DIRECTIONS FOR THIS TASK: Please identify each line in the records below that contains the word "green" and copy those lines.

Saved entries:
════════════════════

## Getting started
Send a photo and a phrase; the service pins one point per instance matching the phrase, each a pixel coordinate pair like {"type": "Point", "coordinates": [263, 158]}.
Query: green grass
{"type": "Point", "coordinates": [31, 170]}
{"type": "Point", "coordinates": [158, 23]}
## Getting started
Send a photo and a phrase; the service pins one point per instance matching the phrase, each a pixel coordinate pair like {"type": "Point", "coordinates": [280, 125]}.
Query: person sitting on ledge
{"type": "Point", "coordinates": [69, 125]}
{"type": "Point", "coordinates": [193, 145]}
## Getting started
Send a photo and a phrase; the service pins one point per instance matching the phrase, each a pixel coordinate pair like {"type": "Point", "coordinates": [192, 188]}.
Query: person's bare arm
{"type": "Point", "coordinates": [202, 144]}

════════════════════

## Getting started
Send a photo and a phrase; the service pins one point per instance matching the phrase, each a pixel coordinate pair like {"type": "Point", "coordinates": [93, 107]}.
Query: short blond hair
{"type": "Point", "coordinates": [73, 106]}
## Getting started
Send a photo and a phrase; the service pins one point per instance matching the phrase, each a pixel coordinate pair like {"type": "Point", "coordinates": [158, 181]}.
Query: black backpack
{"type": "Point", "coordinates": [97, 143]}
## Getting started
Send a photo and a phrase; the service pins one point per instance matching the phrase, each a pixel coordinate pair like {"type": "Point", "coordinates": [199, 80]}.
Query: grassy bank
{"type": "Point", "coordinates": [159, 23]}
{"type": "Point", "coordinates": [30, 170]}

════════════════════

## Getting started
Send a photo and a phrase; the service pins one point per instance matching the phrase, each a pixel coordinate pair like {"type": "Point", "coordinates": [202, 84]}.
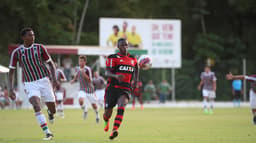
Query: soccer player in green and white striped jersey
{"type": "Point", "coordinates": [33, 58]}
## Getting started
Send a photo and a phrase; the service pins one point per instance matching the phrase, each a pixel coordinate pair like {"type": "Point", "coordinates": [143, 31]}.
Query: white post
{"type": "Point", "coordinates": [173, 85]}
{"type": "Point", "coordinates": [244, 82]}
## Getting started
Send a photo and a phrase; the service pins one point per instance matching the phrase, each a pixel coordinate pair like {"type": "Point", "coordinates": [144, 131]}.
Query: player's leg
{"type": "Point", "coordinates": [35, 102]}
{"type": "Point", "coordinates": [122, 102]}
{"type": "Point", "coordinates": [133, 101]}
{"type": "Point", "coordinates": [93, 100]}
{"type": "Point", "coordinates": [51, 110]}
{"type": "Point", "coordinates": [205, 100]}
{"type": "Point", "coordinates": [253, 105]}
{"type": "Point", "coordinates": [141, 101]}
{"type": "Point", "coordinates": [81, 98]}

════════════════════

REPLY TO THE TASK:
Query: green grass
Query: soccer player in green and white striped jersey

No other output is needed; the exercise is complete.